Provided information:
═══
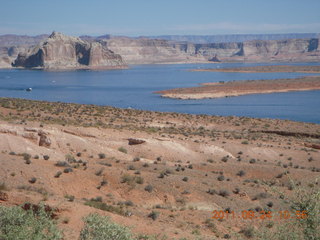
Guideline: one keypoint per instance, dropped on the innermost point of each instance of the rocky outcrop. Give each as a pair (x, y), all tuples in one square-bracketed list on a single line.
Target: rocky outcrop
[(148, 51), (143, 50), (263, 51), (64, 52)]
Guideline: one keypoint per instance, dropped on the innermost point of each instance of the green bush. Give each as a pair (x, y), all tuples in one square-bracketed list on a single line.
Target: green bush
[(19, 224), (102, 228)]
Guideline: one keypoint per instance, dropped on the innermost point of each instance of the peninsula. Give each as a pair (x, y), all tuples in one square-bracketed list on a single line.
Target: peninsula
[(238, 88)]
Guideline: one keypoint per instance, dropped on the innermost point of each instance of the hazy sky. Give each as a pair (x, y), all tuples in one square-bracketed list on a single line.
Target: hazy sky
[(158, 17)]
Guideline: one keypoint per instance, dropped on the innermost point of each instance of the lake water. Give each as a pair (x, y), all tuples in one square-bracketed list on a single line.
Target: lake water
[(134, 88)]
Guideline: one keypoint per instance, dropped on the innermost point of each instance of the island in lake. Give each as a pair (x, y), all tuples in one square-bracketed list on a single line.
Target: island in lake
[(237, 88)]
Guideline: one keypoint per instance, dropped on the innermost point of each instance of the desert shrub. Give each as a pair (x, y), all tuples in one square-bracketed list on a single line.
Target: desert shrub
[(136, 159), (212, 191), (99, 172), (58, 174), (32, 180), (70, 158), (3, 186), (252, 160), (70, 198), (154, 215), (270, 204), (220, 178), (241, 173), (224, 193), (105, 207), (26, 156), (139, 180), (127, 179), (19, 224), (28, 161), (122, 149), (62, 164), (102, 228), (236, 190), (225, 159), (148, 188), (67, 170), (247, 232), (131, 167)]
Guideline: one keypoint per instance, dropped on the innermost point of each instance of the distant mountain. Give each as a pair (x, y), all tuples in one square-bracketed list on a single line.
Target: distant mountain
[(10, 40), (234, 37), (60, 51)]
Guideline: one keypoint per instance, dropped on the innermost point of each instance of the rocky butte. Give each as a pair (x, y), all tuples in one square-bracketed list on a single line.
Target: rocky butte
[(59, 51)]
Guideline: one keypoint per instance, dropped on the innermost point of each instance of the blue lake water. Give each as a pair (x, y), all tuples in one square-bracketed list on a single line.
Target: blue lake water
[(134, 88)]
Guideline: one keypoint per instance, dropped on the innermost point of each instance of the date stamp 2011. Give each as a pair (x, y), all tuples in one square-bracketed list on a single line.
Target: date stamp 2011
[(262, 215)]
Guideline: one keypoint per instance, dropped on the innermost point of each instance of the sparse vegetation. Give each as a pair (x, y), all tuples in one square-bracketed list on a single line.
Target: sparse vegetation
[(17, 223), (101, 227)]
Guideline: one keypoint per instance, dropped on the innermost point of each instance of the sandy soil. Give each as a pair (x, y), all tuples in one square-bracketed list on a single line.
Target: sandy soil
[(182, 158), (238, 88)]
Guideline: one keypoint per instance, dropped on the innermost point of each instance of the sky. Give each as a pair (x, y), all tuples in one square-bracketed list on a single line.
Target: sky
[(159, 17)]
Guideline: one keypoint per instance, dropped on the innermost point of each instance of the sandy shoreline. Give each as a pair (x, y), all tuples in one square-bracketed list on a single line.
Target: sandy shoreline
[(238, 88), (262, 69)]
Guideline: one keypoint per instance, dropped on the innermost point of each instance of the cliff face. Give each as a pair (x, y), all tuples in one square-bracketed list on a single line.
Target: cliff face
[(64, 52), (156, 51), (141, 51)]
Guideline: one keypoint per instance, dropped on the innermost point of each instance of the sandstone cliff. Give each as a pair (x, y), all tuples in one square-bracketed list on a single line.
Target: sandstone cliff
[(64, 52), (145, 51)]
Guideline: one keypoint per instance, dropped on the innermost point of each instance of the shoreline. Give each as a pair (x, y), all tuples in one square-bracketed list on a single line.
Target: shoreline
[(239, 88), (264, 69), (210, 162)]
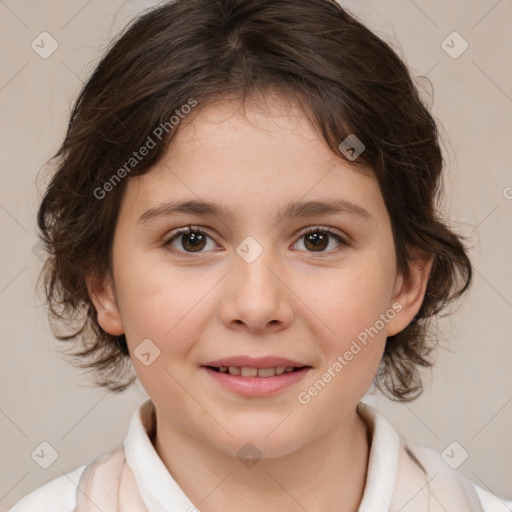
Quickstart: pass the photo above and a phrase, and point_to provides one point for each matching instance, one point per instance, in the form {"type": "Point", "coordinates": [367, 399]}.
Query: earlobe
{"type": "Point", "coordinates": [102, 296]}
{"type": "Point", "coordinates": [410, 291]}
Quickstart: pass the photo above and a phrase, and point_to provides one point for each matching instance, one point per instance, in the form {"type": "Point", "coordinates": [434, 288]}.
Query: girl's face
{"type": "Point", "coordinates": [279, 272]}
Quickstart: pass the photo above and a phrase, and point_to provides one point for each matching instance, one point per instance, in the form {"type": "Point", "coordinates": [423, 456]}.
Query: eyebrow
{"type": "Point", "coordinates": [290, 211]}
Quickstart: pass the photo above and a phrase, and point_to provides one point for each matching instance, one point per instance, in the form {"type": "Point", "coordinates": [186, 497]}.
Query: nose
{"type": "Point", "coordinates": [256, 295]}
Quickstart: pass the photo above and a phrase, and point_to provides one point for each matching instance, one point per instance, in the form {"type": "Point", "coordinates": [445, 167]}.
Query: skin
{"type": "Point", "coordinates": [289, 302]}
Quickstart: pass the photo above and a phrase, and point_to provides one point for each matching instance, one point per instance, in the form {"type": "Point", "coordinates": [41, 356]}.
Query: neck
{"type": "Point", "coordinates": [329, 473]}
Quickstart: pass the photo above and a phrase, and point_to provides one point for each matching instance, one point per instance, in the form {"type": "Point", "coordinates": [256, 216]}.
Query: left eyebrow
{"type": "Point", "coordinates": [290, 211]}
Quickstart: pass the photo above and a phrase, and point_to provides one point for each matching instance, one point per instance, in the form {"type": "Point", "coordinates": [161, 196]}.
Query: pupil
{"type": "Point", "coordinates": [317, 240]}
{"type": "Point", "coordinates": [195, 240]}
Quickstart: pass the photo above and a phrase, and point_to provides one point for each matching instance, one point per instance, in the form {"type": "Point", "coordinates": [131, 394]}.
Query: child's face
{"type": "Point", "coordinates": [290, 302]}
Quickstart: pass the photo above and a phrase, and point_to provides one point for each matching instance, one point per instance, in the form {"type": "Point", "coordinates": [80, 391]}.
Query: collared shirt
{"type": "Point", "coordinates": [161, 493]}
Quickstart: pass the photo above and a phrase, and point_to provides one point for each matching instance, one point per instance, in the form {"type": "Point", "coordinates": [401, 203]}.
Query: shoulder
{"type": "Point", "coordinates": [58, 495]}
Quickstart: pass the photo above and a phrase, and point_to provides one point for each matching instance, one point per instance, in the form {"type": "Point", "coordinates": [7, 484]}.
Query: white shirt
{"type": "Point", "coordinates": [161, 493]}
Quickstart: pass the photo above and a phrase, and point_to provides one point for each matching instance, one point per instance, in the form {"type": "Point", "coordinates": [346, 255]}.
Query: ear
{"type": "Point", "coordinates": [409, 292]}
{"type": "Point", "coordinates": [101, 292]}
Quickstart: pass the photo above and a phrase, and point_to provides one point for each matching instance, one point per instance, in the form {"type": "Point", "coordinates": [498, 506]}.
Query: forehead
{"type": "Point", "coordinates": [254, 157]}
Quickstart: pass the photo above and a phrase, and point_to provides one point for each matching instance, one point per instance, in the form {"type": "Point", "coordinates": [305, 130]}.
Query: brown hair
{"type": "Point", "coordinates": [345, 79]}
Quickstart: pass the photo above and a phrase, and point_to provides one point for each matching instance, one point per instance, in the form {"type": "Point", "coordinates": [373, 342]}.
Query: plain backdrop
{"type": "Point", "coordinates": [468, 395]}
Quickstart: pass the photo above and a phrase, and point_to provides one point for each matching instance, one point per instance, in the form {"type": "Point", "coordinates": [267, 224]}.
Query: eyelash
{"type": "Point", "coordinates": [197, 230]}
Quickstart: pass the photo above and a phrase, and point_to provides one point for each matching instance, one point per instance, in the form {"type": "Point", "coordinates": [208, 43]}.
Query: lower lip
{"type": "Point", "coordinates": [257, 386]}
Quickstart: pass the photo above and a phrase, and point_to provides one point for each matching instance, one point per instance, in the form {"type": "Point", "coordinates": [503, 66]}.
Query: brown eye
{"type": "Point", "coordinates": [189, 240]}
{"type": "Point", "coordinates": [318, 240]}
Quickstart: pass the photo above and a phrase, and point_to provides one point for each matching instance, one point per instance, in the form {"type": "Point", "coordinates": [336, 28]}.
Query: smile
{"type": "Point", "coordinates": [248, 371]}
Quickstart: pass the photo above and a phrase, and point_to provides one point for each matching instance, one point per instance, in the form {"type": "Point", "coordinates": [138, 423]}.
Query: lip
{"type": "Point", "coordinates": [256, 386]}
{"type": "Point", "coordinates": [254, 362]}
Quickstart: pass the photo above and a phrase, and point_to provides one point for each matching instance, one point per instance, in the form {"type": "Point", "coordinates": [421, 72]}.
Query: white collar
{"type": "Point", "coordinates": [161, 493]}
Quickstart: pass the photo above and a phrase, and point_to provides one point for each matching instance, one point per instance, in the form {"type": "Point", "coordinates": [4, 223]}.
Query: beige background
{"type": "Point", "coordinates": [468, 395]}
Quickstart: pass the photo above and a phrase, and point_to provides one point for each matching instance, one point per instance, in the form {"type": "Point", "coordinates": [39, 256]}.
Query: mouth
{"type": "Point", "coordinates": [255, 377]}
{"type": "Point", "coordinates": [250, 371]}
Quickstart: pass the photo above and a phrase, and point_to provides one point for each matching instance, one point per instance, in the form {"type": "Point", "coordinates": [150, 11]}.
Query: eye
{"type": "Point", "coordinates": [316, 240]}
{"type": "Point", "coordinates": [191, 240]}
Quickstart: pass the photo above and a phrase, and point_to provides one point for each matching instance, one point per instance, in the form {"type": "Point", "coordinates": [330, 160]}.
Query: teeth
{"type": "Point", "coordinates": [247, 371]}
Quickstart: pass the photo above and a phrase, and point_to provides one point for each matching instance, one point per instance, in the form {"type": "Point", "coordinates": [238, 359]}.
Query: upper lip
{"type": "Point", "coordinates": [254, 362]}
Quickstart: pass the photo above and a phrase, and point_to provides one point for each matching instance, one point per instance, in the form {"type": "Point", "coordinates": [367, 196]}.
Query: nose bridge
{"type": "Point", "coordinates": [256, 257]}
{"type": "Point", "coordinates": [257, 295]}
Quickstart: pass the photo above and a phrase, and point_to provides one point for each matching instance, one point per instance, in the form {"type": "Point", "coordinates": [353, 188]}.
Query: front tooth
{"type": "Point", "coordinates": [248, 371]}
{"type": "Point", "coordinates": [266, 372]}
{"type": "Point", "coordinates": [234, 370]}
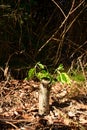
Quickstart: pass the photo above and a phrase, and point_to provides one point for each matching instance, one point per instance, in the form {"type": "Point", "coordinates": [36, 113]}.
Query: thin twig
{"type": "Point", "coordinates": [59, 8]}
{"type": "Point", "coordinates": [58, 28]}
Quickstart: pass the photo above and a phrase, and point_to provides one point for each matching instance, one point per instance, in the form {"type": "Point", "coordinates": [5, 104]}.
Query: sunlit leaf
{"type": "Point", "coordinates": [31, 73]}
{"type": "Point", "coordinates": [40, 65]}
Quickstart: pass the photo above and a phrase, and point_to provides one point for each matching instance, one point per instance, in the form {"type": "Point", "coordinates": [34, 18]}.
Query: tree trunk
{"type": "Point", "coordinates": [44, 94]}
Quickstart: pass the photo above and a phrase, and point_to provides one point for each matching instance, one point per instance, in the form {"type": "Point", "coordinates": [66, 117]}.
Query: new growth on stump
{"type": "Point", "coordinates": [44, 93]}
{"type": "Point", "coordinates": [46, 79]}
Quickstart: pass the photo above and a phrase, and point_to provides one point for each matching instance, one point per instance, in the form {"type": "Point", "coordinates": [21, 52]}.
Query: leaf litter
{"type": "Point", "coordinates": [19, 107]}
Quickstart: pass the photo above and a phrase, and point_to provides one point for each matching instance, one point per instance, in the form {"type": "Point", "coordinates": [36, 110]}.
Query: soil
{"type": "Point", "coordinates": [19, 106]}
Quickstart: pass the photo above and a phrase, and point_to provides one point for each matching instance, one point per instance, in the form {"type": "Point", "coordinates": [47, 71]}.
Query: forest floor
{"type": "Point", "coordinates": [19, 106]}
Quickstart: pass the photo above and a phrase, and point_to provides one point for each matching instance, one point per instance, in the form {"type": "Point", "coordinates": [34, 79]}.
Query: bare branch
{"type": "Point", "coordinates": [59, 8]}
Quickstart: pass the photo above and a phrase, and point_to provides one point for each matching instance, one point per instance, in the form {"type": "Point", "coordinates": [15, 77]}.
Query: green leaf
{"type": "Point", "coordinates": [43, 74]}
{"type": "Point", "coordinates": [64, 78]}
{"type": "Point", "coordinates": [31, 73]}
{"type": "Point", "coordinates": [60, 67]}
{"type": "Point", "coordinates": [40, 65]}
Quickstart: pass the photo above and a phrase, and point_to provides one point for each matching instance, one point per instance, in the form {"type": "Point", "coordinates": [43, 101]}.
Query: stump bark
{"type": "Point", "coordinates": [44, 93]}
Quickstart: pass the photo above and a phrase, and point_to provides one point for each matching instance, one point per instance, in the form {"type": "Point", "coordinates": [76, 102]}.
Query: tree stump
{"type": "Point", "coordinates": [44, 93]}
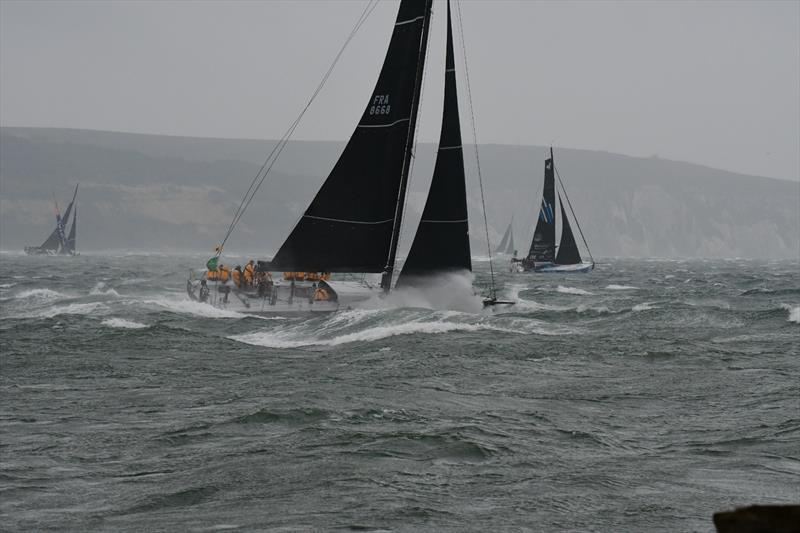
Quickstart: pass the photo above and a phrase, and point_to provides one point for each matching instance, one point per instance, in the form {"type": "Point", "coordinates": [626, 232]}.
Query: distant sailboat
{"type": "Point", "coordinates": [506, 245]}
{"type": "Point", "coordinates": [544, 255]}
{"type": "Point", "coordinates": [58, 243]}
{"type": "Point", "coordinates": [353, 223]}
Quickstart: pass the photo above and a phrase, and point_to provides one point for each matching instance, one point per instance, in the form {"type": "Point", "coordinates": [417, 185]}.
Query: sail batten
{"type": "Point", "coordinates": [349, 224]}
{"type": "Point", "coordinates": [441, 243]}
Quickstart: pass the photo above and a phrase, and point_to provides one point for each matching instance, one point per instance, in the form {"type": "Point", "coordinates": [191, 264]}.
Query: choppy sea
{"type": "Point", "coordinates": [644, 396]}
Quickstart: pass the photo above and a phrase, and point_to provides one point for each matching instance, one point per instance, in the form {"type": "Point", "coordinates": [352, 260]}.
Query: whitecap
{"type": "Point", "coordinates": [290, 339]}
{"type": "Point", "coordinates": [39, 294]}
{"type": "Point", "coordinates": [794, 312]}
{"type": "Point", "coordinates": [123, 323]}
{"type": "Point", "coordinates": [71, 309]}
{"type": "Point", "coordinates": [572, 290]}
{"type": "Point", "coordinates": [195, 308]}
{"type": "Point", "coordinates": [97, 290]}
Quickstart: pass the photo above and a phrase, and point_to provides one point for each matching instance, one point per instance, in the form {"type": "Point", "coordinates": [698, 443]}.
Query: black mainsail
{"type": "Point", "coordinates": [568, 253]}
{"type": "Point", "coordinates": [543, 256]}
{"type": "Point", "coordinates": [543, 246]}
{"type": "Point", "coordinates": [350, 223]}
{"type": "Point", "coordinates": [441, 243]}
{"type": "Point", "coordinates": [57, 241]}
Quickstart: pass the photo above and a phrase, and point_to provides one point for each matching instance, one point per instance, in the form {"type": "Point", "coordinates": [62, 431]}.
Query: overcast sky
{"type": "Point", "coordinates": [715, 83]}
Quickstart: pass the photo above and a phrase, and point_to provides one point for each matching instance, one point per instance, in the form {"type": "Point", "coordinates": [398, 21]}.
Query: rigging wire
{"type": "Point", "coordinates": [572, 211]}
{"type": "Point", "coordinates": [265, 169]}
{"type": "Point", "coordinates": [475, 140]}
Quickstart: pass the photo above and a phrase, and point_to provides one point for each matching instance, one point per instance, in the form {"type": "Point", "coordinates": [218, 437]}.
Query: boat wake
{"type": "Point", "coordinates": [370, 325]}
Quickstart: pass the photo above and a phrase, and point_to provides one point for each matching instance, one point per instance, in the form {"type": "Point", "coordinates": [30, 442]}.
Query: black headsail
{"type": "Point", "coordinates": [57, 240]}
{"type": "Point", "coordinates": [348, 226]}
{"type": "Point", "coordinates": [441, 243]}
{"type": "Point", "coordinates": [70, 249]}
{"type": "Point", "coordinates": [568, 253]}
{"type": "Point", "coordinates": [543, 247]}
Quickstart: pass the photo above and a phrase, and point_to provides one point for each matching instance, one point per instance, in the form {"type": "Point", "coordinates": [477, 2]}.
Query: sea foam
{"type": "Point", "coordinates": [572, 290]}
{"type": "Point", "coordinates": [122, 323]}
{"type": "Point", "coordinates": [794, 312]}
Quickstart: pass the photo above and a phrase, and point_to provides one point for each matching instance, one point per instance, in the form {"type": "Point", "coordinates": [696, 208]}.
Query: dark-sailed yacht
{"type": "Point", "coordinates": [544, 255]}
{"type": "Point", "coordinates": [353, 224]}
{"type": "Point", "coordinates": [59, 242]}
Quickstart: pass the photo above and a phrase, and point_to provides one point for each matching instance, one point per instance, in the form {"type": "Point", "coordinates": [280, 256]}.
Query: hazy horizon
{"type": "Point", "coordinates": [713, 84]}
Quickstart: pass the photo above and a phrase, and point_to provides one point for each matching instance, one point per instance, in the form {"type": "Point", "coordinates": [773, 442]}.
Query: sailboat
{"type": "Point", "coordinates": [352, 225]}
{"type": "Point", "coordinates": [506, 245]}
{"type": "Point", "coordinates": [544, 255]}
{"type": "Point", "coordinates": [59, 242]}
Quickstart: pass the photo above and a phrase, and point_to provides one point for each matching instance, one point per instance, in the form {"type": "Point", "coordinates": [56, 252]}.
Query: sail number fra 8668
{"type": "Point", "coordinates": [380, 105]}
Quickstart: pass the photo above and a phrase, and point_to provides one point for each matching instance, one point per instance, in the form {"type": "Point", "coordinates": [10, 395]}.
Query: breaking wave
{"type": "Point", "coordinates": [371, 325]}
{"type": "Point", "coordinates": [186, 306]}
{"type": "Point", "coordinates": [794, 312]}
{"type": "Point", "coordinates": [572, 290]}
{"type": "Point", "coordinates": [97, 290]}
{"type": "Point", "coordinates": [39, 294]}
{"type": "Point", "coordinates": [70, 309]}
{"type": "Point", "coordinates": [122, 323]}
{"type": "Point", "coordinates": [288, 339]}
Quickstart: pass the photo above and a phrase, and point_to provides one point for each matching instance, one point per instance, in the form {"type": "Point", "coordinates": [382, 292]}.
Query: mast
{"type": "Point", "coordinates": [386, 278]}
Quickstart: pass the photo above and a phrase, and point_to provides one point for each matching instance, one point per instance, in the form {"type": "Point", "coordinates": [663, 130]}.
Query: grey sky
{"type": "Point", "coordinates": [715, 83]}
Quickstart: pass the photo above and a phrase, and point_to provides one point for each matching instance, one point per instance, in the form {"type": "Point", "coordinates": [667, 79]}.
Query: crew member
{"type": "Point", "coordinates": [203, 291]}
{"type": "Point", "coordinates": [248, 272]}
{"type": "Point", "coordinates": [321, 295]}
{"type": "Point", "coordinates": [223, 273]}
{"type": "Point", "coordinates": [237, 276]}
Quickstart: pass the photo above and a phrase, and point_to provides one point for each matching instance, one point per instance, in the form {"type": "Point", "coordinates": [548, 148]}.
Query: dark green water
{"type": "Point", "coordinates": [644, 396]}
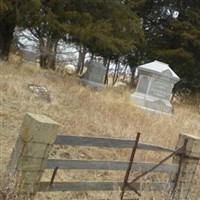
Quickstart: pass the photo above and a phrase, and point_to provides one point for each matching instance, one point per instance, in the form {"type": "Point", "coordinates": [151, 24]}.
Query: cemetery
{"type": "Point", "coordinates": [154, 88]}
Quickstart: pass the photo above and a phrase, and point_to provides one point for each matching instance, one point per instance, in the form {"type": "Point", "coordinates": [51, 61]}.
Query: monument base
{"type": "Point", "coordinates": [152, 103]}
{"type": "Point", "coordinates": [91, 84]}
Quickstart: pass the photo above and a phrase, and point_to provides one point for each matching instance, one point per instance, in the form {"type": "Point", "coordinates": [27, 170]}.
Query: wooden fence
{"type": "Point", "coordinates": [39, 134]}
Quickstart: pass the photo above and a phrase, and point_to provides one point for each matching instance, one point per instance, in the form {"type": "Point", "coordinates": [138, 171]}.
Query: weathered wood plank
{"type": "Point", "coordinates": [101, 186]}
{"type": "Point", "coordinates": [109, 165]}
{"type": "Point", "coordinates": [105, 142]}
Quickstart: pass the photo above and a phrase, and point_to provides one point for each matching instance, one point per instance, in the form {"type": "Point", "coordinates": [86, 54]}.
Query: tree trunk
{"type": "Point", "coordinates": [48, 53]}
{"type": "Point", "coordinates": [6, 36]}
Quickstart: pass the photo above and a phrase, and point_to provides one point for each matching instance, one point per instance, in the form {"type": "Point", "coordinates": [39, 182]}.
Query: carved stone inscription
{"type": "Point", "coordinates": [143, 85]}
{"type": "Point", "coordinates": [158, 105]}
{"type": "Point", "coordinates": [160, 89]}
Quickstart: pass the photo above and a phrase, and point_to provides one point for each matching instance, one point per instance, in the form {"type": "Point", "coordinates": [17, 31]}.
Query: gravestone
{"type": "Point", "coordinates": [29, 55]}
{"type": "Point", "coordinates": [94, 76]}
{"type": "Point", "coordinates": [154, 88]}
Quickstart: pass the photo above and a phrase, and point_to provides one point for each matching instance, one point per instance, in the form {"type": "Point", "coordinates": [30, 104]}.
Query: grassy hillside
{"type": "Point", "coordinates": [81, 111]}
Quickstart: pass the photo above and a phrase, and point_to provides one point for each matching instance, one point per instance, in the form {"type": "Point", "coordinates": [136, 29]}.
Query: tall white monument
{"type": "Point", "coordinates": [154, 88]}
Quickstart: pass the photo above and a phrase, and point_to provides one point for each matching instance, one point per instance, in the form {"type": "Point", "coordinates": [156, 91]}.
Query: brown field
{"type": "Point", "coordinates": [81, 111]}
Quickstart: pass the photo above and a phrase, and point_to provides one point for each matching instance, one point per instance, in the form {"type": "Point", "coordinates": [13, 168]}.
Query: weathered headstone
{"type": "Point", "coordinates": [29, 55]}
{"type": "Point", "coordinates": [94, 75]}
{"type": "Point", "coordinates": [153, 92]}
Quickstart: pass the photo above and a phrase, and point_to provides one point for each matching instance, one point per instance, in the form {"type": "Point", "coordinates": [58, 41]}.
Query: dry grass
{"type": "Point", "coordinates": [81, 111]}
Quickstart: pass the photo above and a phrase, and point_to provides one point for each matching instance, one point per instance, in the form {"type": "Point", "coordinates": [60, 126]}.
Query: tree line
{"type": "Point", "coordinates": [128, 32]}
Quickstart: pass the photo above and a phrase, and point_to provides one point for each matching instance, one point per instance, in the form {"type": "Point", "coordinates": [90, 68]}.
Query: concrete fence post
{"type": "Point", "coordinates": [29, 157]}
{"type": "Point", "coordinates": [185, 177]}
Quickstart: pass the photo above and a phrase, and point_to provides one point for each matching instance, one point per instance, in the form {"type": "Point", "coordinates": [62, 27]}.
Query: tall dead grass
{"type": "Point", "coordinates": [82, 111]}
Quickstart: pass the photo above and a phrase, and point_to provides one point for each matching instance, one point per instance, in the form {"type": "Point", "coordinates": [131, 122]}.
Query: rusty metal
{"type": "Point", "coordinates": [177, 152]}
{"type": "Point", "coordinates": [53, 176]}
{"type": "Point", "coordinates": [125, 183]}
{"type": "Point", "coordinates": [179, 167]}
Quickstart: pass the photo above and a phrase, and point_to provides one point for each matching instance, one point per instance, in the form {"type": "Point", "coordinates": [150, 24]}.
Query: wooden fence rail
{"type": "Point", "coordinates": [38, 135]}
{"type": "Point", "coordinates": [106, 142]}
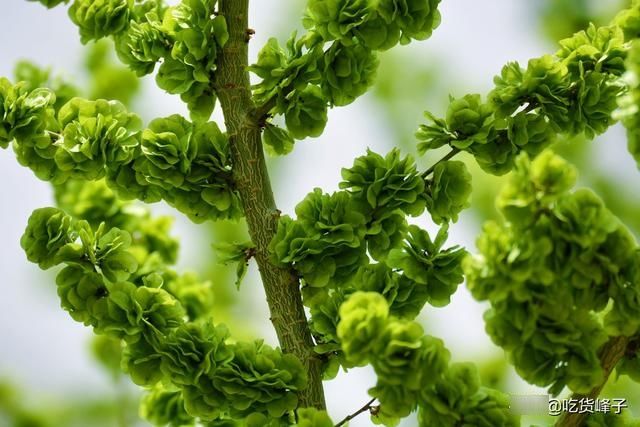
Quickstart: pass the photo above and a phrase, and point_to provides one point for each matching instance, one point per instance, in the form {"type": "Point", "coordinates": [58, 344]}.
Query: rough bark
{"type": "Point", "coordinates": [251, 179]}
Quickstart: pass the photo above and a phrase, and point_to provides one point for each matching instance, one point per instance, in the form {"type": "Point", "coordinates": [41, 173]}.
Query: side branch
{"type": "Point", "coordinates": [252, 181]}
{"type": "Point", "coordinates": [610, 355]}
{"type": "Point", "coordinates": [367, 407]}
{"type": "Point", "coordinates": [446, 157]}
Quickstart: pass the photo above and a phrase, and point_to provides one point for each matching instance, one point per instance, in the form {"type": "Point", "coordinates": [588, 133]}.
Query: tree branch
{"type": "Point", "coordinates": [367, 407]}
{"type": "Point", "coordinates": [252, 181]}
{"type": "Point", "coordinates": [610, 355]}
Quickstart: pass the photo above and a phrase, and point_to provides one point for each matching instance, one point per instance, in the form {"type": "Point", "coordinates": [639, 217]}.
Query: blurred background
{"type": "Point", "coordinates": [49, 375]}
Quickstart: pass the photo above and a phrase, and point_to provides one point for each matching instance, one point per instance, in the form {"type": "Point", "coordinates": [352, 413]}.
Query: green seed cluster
═══
Could you rewrite the items above, from the first one up to and including the line with "232), (131, 167)]", as a two-column CSV with the header columns "prompt" and "points", one row per item, each field quoted and any line breaks turned into spaces, leaving the pictures out?

Answer to this exercise:
prompt,points
"Guideline: one keypoint per instance, dropped on the innermost point of each instance of the rocky outcrop. Give each as a pair (x, y), all tuples in one square-bracketed list on a single line. Target: rocky outcrop","[(148, 51), (143, 50), (263, 51), (64, 52)]"
"Guideline: one keypoint per instance, dropped on the innermost point of each instance of the green bush. Give each as a pair (x, y), all tuples in one square-bracketed list on a single line. Target: green bush","[(19, 224), (102, 228)]"
"Guideline: one keypoint per instance, dropped on the innermost point of each instance of the peninsula. Give each as a pair (x, y), all tuples in one square-bracketed list on a single line. Target: peninsula","[(238, 88)]"
"Guideline: one keypoint per instance, dropped on the innermost point of each instance of the hazy sky. Give each as a pair (x, y), all tuples in one square-bracketed list on a single line. Target: hazy sky","[(158, 17)]"
"Guideline: one keypoint per instance, dropped on the innermost point of each instance of the lake water. Give each as a pair (x, y), all tuples in one square-bracketed list on a single line. Target: lake water","[(134, 88)]"
"Guideline: one keypoint per instance, dropped on the innermost point of each instance of the island in lake. Give each as a pair (x, y), all tuples in one square-bracketed list on a single line. Target: island in lake","[(237, 88)]"
"Guideline: one keypoint per instance, dropped on the innermost point of each instance of the desert shrub. Give each as a pair (x, y), all tuples in one square-bracketed list on a single line. Target: desert shrub","[(136, 159), (212, 191), (99, 172), (58, 174), (32, 180), (70, 158), (3, 186), (252, 160), (70, 198), (154, 215), (270, 204), (220, 178), (241, 173), (224, 193), (105, 207), (26, 156), (139, 180), (127, 179), (19, 224), (28, 161), (122, 149), (62, 164), (102, 228), (236, 190), (225, 159), (148, 188), (67, 170), (247, 232), (131, 167)]"